[Exercise instructions]: The output should consist solely of the lines running from the one that contains "Isolate every dark" through the end of the records below, copied exactly.

[Dataset items]:
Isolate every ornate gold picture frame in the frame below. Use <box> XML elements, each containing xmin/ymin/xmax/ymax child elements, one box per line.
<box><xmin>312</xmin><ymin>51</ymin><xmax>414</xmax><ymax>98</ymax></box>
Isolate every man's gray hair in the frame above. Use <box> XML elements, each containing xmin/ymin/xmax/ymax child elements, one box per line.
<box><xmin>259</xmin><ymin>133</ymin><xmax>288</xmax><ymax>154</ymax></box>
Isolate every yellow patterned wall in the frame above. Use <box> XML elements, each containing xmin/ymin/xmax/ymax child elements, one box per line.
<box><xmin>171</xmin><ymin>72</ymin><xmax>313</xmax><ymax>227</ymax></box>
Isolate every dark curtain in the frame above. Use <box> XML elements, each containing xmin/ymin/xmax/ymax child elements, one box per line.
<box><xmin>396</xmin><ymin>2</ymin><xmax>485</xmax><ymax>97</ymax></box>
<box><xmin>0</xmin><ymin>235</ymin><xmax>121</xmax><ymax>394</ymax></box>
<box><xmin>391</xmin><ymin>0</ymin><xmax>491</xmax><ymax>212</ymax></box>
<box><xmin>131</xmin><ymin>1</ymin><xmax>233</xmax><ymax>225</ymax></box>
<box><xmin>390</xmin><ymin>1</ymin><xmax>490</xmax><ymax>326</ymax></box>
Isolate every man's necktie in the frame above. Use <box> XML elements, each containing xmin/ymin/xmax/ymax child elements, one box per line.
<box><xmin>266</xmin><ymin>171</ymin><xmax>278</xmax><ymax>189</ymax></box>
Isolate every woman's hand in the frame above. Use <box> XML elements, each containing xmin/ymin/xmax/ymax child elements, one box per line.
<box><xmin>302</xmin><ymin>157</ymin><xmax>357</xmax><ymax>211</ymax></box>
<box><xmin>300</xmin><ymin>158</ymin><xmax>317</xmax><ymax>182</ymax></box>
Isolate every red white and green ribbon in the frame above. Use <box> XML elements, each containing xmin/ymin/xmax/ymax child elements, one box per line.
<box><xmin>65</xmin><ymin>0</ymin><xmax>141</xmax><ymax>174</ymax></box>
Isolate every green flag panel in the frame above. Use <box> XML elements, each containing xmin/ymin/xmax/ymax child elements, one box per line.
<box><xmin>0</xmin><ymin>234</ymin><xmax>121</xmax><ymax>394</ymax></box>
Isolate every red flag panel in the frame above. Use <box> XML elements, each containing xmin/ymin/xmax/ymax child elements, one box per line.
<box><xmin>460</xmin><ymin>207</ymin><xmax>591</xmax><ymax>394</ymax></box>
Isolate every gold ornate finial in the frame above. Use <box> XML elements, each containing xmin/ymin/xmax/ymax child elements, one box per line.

[Solution to this task]:
Isolate every dark curtain in the frame above. Use <box> XML elements, each containing xmin/ymin/xmax/ymax child elements, one box per line.
<box><xmin>396</xmin><ymin>2</ymin><xmax>485</xmax><ymax>97</ymax></box>
<box><xmin>0</xmin><ymin>235</ymin><xmax>121</xmax><ymax>394</ymax></box>
<box><xmin>391</xmin><ymin>0</ymin><xmax>491</xmax><ymax>212</ymax></box>
<box><xmin>131</xmin><ymin>1</ymin><xmax>233</xmax><ymax>225</ymax></box>
<box><xmin>390</xmin><ymin>1</ymin><xmax>490</xmax><ymax>326</ymax></box>
Isolate every man's necktie in the frame above. Use <box> XML elements, each containing xmin/ymin/xmax/ymax child elements, one box per line.
<box><xmin>266</xmin><ymin>171</ymin><xmax>278</xmax><ymax>189</ymax></box>
Isolate every woman's hand in the frame above. Use <box> XML elements, each containing xmin/ymin/xmax/ymax child elements, one box per line.
<box><xmin>302</xmin><ymin>157</ymin><xmax>357</xmax><ymax>211</ymax></box>
<box><xmin>300</xmin><ymin>158</ymin><xmax>317</xmax><ymax>182</ymax></box>
Isolate every red white and green ribbon in the frame above. Use <box> XML elements, each containing xmin/ymin/xmax/ymax child elements, one box per line.
<box><xmin>65</xmin><ymin>0</ymin><xmax>141</xmax><ymax>174</ymax></box>
Isolate every green flag panel in the frame above. Use <box> XML elements, each containing xmin/ymin/xmax/ymax child elements, one box per line.
<box><xmin>0</xmin><ymin>234</ymin><xmax>121</xmax><ymax>394</ymax></box>
Isolate every red flag panel in the frame above. Use <box> XML elements, each containing xmin/ymin/xmax/ymax child elements, one box per line.
<box><xmin>460</xmin><ymin>207</ymin><xmax>591</xmax><ymax>394</ymax></box>
Isolate every gold ornate finial in the frame above. Use <box> XML elements, each containing xmin/ymin/xmax/ymax child elements, one box per line.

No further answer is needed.